━━ MATERIAL SUPPLIED ━━

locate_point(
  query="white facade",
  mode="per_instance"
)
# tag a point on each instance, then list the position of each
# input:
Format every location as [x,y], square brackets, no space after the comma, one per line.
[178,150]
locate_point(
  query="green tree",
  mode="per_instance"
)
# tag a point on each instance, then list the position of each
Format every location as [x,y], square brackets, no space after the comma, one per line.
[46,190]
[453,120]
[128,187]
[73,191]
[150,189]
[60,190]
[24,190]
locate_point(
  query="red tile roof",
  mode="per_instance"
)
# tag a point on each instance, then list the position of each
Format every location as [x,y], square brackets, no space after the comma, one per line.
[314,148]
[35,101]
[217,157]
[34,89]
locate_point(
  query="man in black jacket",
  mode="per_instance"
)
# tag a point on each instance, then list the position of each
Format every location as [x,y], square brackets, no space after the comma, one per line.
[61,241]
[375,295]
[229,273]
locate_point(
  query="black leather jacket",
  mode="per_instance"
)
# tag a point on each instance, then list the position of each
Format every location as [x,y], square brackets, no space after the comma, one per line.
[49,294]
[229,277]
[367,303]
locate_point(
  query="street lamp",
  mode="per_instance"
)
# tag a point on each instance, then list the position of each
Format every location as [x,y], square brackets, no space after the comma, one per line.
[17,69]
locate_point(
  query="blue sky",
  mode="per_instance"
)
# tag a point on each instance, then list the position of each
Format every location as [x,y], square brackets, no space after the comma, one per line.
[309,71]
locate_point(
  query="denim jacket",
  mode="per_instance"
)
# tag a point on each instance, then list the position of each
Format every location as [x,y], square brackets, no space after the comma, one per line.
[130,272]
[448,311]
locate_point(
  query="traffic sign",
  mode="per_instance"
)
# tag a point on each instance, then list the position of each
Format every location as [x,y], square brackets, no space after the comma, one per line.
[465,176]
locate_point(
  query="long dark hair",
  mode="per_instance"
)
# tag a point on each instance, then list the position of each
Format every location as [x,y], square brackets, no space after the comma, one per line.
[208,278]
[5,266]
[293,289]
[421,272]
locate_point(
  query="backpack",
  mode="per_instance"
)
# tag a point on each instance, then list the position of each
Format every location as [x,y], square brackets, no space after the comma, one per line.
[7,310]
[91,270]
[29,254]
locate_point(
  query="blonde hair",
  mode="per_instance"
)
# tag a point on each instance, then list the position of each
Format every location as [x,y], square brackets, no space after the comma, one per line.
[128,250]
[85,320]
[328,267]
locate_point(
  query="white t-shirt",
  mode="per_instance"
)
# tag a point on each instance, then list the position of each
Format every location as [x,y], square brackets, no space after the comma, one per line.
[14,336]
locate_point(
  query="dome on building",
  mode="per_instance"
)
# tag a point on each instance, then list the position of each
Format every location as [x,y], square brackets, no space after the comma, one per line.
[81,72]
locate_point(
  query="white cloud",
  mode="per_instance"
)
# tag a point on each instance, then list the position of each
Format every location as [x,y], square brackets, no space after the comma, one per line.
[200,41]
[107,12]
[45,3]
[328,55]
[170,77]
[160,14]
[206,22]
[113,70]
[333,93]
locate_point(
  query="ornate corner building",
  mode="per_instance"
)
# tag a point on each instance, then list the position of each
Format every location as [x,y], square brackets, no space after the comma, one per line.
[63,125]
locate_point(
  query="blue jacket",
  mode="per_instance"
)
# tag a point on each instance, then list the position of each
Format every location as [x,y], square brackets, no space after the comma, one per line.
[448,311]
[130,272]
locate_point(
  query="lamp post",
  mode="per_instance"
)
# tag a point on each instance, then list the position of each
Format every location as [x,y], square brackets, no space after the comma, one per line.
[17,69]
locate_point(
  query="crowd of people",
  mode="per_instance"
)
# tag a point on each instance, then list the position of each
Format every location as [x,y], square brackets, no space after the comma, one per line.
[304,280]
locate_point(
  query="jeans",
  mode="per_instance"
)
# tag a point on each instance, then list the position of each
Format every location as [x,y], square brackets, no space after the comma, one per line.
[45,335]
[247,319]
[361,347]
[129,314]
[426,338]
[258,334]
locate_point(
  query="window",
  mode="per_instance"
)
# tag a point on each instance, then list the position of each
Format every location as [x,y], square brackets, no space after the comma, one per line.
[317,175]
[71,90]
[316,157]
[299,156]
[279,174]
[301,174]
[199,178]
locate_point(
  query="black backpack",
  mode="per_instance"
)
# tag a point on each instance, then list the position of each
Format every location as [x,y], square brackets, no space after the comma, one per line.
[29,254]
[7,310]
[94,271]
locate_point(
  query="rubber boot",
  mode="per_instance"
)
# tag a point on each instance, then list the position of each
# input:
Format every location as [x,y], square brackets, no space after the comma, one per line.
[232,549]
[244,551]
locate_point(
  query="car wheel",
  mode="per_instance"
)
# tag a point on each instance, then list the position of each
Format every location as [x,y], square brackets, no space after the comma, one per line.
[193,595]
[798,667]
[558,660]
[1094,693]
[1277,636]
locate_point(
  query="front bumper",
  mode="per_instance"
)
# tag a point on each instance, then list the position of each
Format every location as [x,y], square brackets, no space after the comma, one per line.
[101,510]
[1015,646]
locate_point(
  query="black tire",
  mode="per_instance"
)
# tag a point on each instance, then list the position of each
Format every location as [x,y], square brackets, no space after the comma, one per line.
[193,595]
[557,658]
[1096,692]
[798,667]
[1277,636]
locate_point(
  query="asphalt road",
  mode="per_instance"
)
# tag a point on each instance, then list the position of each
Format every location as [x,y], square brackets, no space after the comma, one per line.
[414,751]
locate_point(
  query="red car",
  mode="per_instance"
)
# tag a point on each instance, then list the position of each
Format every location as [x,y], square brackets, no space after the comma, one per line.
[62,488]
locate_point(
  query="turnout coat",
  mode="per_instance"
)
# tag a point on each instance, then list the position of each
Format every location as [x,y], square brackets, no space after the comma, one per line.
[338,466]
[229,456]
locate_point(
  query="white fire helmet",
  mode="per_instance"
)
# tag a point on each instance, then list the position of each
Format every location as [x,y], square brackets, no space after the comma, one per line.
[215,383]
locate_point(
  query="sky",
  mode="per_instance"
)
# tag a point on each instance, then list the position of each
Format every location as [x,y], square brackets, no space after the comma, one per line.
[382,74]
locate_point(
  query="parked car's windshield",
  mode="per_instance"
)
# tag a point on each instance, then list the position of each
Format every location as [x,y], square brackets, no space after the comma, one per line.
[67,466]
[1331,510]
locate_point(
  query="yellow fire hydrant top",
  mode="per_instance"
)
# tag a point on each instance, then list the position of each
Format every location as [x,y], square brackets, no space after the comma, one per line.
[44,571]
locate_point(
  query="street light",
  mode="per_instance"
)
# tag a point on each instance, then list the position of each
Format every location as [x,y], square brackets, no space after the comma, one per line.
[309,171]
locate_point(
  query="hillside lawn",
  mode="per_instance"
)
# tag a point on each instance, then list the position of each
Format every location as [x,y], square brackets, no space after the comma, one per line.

━━━

- _WORK INSTRUCTIONS_: Reproduce every line of the data verbatim.

- _WRITTEN SOLUTION_:
locate_point(
  query="white facade",
  mode="per_instance"
)
# tag a point on each instance, then list the position of each
# input:
Format every location as [x,y], square brackets, no space after the comma, one per line.
[178,150]
locate_point(
  query="green tree",
  mode="per_instance"
)
# tag a point on each instance, then list the position of each
Format every location as [x,y], square brackets, no space after the comma, one per line.
[46,190]
[453,120]
[128,187]
[73,191]
[150,189]
[60,190]
[24,190]
locate_point(
  query="red tile roof",
  mode="per_instance"
)
# tag a point on each instance, then list the position of each
Format every location as [x,y], square brackets, no space after the comma, one per line.
[314,148]
[35,101]
[217,157]
[34,89]
locate_point(
  query="man in black jacket",
  mode="per_instance"
)
# tag a point on each instance, then list the position of each
Format every location as [x,y], square brackets, no space after the comma, one per line.
[61,241]
[375,295]
[229,273]
locate_point(
  query="black leather jacket",
  mode="per_instance"
)
# tag a point on each instance, then list the position of each
Format every location as [x,y], square brackets, no space after the comma, one per line.
[49,294]
[229,277]
[367,303]
locate_point(
  query="street lamp",
  mode="per_instance"
)
# tag a point on each instance, then list the position of each
Format every location as [x,y], square brackets, no space after the comma, one per line.
[17,69]
locate_point(
  query="blue sky",
  mode="per_instance"
)
# tag a point on each instance, then list the position of each
Format every location as [x,y], square brackets, no space after the comma, one per line.
[309,71]
locate_point(
  query="denim jacket",
  mode="per_instance"
)
# tag a point on each instance, then list the position of each
Format every location as [x,y], square brackets, no space after the comma, one per line.
[130,272]
[448,311]
locate_point(
  query="traffic sign",
  mode="per_instance"
)
# tag a point on each instance, then list the position of each
Format every location as [x,y], square brackets, no space after the comma, one per line.
[465,176]
locate_point(
  query="long dark hair",
  mode="per_instance"
)
# tag a point on each instance, then list the position of each
Format every location as [x,y], square brackets, no space after the comma, one per line.
[208,278]
[5,266]
[293,289]
[421,272]
locate_point(
  query="backpack",
  mode="per_instance"
)
# tag a point on each instance, then list the position of each
Format every location as [x,y], square brackets, no space after the comma, one per line.
[7,310]
[91,270]
[29,254]
locate_point(
  query="blonde hair",
  mode="per_instance"
)
# tag a point on each instance, then list the position of each
Format every location as [x,y], square brackets, no space after the comma, one per line.
[128,250]
[85,320]
[328,267]
locate_point(
  query="white t-shirt",
  mode="per_instance"
)
# tag a point on each instance, then list the position of each
Format every location as [x,y], square brackets, no space after the comma, one per line.
[14,336]
locate_point(
  query="dome on building",
  mode="per_instance"
)
# tag a point on each instance, then list the position of each
Format every location as [x,y], square brackets, no space after the comma, one per line.
[81,72]
locate_point(
  query="white cloud",
  mode="per_instance"
)
# tag a point on each instance, then list the position of each
Format every location as [x,y], square brackets, no space after the comma, one per line.
[200,41]
[107,12]
[45,3]
[328,55]
[170,77]
[160,14]
[206,22]
[113,70]
[333,93]
locate_point(
  query="ornate corner building",
  mode="per_instance"
)
# tag a point on each instance, then list the position of each
Format every location as [x,y], square brackets, no space after the comma, one per line.
[63,125]
locate_point(
  query="blue jacket",
  mode="per_instance"
)
# tag a point on each instance, then list the position of each
Format every location as [x,y], square brackets, no space after the comma, one per line.
[448,311]
[130,272]
locate_point(
  query="lamp post",
  mode="per_instance"
)
# tag a point on each instance, then list the position of each
Format every location as [x,y], square brackets, no space after the comma, one per line.
[17,69]
locate_point(
  query="crowd of people",
  mode="per_instance"
)
# tag a point on each instance, then list the position of each
Format every location as [x,y], square brackets, no space after the comma, one per line.
[304,280]
locate_point(
  query="jeans",
  mode="per_instance"
)
# tag a point on each instance, then list the position of each
Format every location as [x,y], square brackets, no space after the comma, one per line.
[45,335]
[247,319]
[361,347]
[129,314]
[426,338]
[258,334]
locate_point(
  query="window",
  mode="per_instance"
)
# tag a point on each instance, then list the position of each
Format every location as [x,y], square brackets, no space after the comma, one per line.
[317,175]
[71,90]
[316,157]
[299,156]
[279,174]
[301,174]
[199,178]
locate_point(
  query="black backpack",
  mode="per_instance"
)
# tag a point on each instance, then list the position of each
Format every location as [x,y], square brackets, no space after the comma, one per line.
[29,254]
[7,310]
[94,271]
locate_point(
  query="rubber boot",
  mode="per_instance"
)
# tag a point on each instance, then list the position of each
# input:
Format every location as [x,y], square brackets, no space after the comma, one per line.
[232,549]
[244,551]
locate_point(
  query="car wheel",
  mode="per_instance"
)
# tag a point on each instance, then list the position of each
Format every location as [x,y], square brackets, no space after the comma, one per line.
[193,595]
[798,667]
[558,660]
[1094,693]
[1277,636]
locate_point(
  query="front bumper",
  mode="per_instance"
)
# tag a point on each instance, then list the position of each
Format every location as [x,y], square brackets, no space after the comma, one per line.
[101,510]
[1015,646]
locate_point(
  query="black tire",
  mode="per_instance"
)
# tag a point on each instance, then list the position of each
Format every location as [x,y], square brackets, no space after the comma, one per line.
[193,595]
[557,658]
[1096,692]
[798,667]
[1277,636]
locate_point(
  query="asphalt road",
  mode="per_instance"
)
# tag a point on each instance, then list the position of each
Format every location as [x,y], square brackets, no space after the comma, one per line.
[414,751]
locate_point(
  query="red car",
  mode="per_instance"
)
# tag a point on each instance, then list the position of each
Format every location as [x,y], square brackets, no space after the comma, one per line.
[62,488]
locate_point(
  query="turnout coat",
  mode="per_instance"
)
# tag a point on each instance, then list the position of each
Format every location as [x,y], square brackets, no space after the comma, one per line.
[338,466]
[229,456]
locate_point(
  query="white fire helmet",
  mode="per_instance"
)
# tag a point on each instance, then list the position of each
Format every location as [x,y], square brackets, no space after the comma, one per line.
[215,383]
locate_point(
  query="sky",
  mode="per_instance"
)
# tag a point on each instance, then list the position of each
Format every location as [x,y], square brackets, no space after the comma, one per line.
[382,74]
locate_point(
  query="parked car's windshield",
  mode="per_instance"
)
# tag a point on each instance, then list the position of each
Format every location as [x,y], square brackets, no space after the comma, one per line.
[67,466]
[1331,510]
locate_point(
  query="yellow fire hydrant top",
  mode="per_instance"
)
# tag a point on each instance, then list the position of each
Format every location as [x,y], square brackets, no space after the comma, one per line.
[44,571]
locate_point(
  query="street light",
  mode="per_instance"
)
# tag a point on each instance, then list the position of each
Format every location as [x,y], square brackets, no space after the comma, one per line.
[309,171]
locate_point(
  query="hillside lawn",
  mode="per_instance"
)
# tag a point on each instance, then list the position of each
Format every location as [x,y], square brackets, no space after the comma, one per line.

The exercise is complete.